SUPPLIED DATA —
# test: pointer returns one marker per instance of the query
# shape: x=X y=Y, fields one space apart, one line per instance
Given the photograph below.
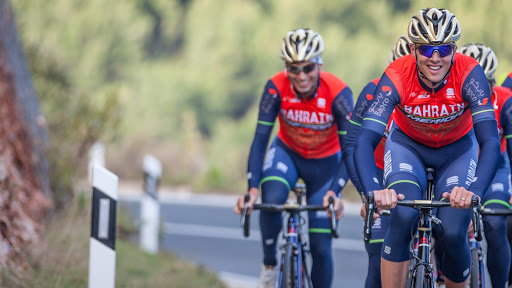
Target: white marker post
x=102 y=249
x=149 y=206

* * *

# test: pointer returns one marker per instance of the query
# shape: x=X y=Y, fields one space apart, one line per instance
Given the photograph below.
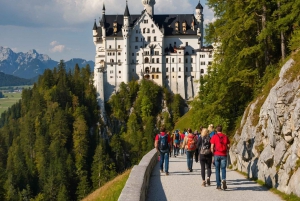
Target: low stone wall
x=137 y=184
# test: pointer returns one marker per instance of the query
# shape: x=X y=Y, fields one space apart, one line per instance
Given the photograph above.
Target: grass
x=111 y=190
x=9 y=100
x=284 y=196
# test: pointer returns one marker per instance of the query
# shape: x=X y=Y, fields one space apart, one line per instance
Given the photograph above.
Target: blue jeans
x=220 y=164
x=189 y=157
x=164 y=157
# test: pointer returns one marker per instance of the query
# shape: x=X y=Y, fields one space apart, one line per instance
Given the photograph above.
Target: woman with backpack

* * *

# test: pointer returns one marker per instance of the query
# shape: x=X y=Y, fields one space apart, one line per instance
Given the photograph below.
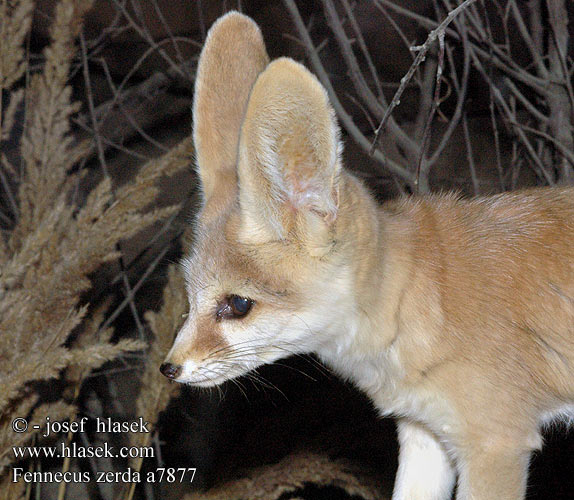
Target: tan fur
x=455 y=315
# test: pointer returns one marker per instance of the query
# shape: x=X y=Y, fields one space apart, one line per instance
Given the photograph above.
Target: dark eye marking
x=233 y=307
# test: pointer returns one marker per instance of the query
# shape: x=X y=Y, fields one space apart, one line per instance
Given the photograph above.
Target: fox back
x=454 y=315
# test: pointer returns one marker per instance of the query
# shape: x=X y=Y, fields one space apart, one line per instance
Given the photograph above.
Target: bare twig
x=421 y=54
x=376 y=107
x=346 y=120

WORK TO COMPLETE — Copy each line in the entries above that contains the string "Target". Match case exactly.

EXERCISE RESPONSE —
Target: white marker post
Target: low stone wall
Target: grass
Target: blue jeans
Target: woman with backpack
Target: tan fur
Target: dark eye marking
Target: fox back
Target: bare twig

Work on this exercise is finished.